Listed entries Block Start
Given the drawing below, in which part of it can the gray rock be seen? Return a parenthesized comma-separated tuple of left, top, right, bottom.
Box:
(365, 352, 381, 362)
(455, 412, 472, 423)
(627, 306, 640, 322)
Listed entries Block End
## Problem description
Repeat the records word for word.

## Reply to the task
Given the drawing below, in which part of it can the gray rock be seen? Return a parenthesized comma-separated tuple of left, top, right, bottom.
Box:
(365, 352, 381, 362)
(455, 412, 472, 423)
(627, 306, 640, 322)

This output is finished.